YOUR GOAL
Your response should be every line from the entries that includes the string "woman".

THE RECORDS
######

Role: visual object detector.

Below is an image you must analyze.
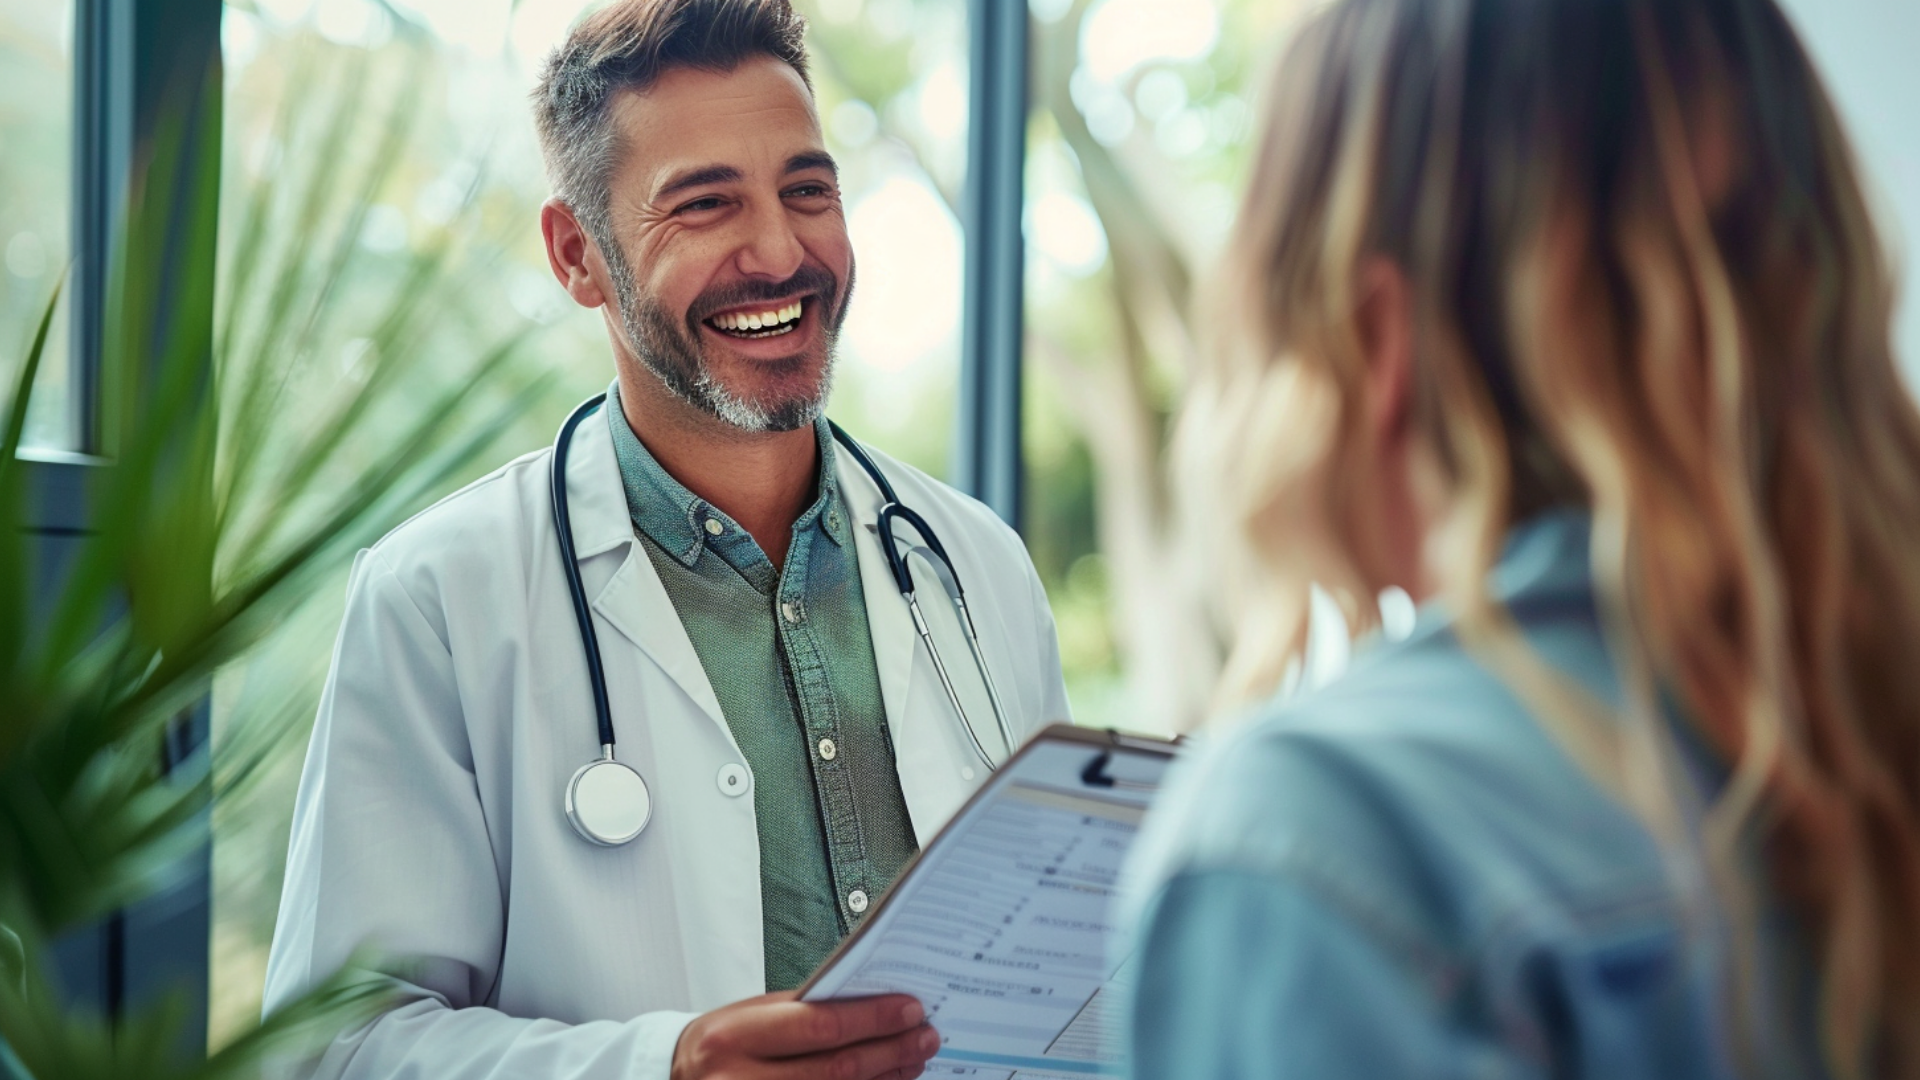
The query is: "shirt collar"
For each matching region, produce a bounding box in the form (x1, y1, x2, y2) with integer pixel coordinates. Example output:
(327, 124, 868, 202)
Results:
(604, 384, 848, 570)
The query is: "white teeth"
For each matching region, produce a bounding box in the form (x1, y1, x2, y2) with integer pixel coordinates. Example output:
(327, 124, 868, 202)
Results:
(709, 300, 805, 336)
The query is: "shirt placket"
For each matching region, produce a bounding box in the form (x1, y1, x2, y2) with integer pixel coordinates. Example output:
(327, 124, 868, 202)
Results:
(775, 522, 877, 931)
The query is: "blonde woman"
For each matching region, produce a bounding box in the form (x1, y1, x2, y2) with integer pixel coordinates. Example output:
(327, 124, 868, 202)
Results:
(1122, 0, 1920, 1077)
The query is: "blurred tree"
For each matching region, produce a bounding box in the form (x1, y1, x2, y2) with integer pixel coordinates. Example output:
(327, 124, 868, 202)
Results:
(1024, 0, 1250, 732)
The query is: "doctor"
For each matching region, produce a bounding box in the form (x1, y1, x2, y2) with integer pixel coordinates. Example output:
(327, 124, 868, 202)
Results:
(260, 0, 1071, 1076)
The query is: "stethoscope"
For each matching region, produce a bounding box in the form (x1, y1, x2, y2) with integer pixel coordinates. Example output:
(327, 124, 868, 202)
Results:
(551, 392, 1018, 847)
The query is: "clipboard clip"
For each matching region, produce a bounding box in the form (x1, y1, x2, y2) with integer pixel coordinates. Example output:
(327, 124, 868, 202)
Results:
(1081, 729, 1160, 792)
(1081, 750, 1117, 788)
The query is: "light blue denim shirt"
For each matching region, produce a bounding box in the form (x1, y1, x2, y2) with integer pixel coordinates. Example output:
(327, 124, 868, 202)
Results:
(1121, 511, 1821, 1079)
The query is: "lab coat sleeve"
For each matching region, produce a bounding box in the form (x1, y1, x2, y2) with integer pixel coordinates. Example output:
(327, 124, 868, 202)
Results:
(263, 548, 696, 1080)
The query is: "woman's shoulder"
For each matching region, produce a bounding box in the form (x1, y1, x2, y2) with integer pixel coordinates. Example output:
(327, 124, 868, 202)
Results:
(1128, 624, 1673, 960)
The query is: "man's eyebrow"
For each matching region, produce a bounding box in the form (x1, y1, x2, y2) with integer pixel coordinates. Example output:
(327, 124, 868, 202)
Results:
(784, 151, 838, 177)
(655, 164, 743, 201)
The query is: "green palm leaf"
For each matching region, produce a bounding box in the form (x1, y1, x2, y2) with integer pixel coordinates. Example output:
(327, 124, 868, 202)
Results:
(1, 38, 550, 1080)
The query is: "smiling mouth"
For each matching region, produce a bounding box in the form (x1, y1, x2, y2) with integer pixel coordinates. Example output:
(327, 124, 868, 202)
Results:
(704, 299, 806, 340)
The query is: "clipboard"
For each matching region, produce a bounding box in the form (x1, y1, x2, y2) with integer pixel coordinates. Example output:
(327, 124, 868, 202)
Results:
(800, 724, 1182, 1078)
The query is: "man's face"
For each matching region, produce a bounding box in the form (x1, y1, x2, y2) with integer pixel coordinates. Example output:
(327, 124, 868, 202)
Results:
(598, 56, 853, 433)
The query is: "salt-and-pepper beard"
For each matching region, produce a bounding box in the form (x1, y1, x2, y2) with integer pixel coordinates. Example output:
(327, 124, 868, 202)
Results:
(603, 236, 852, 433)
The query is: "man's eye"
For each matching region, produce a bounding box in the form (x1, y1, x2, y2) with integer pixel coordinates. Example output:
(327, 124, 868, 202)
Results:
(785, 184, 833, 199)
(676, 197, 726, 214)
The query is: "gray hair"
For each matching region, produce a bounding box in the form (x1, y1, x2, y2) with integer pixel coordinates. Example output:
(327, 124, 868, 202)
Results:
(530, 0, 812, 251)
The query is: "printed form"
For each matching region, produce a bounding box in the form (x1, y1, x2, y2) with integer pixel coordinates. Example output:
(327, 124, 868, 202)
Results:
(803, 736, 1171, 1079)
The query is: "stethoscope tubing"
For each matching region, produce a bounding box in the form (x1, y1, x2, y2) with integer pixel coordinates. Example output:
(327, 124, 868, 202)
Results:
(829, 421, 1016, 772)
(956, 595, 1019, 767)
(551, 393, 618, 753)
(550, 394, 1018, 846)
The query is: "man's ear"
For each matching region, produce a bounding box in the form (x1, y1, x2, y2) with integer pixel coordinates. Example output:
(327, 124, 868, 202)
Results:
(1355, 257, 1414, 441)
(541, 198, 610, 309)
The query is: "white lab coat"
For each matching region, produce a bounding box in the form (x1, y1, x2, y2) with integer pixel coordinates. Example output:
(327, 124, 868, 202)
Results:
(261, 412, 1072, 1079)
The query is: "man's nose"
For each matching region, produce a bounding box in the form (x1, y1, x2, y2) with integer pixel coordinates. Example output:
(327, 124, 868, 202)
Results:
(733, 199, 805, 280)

######

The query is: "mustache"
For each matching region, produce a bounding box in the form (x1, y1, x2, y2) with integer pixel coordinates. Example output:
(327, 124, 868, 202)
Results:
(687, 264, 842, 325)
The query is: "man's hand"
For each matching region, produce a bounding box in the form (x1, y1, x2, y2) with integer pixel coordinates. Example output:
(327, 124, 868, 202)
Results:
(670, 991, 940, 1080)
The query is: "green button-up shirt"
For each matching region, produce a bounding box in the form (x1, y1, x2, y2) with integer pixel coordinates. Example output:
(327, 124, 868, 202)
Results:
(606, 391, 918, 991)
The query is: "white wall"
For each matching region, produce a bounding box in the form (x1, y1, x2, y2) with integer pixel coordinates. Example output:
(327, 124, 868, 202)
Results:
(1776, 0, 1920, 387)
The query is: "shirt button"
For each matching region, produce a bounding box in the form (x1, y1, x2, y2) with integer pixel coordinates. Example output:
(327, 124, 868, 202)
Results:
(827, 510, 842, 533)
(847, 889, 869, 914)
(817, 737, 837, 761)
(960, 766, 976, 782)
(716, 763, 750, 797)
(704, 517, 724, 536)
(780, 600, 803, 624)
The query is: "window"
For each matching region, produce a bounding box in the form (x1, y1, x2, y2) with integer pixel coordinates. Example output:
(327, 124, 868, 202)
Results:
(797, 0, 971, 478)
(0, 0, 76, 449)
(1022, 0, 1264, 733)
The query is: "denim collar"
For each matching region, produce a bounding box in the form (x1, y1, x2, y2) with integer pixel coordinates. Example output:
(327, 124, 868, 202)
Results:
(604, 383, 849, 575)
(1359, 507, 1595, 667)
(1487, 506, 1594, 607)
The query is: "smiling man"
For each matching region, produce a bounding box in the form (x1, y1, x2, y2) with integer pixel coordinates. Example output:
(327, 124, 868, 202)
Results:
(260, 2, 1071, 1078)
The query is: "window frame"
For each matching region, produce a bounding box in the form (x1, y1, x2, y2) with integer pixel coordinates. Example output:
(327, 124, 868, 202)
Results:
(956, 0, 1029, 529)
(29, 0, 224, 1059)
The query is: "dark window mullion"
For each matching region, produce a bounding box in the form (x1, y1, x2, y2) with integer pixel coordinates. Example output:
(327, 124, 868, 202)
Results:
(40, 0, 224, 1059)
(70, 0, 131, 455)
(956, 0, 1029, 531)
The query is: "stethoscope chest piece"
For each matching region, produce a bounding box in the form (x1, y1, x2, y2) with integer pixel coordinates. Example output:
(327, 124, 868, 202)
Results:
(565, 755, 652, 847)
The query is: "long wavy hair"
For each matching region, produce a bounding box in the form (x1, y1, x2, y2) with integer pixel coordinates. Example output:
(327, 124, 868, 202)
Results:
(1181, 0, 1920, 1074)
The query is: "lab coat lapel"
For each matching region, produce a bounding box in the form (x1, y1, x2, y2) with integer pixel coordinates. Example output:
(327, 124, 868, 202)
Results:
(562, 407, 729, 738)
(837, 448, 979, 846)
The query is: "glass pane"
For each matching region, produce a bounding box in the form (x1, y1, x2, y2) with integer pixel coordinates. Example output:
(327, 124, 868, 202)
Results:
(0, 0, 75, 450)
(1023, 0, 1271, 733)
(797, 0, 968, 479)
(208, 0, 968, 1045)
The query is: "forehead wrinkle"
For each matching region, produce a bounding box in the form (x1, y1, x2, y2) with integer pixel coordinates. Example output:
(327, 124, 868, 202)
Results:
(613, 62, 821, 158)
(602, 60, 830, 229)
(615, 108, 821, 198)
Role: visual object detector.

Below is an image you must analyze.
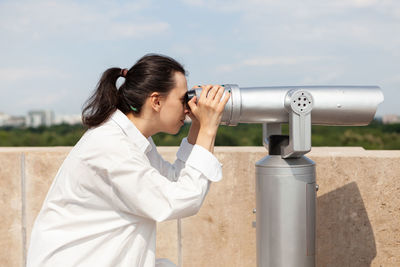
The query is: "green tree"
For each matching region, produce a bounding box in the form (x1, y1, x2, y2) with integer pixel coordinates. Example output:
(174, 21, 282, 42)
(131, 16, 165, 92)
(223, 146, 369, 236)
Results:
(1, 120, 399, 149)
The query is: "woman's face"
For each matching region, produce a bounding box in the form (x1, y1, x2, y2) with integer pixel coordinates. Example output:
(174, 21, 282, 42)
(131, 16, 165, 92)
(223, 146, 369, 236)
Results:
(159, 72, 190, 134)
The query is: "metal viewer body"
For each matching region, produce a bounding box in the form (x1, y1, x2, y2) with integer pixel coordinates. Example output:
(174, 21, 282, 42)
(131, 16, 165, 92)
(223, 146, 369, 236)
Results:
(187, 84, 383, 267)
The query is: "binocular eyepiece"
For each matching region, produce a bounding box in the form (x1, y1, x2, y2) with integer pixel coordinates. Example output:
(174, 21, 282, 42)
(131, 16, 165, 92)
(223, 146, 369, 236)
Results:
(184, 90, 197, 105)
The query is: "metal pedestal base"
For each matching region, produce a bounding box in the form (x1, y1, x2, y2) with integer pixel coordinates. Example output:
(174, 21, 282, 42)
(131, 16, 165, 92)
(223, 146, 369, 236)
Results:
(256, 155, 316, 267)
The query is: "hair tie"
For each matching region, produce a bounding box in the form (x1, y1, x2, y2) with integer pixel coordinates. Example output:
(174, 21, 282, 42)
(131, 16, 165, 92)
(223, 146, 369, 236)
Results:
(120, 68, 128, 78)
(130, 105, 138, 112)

######

RESPONSE
The query is: "blonde woman"
The query is: "woman's shoulder"
The query is: "woman's face"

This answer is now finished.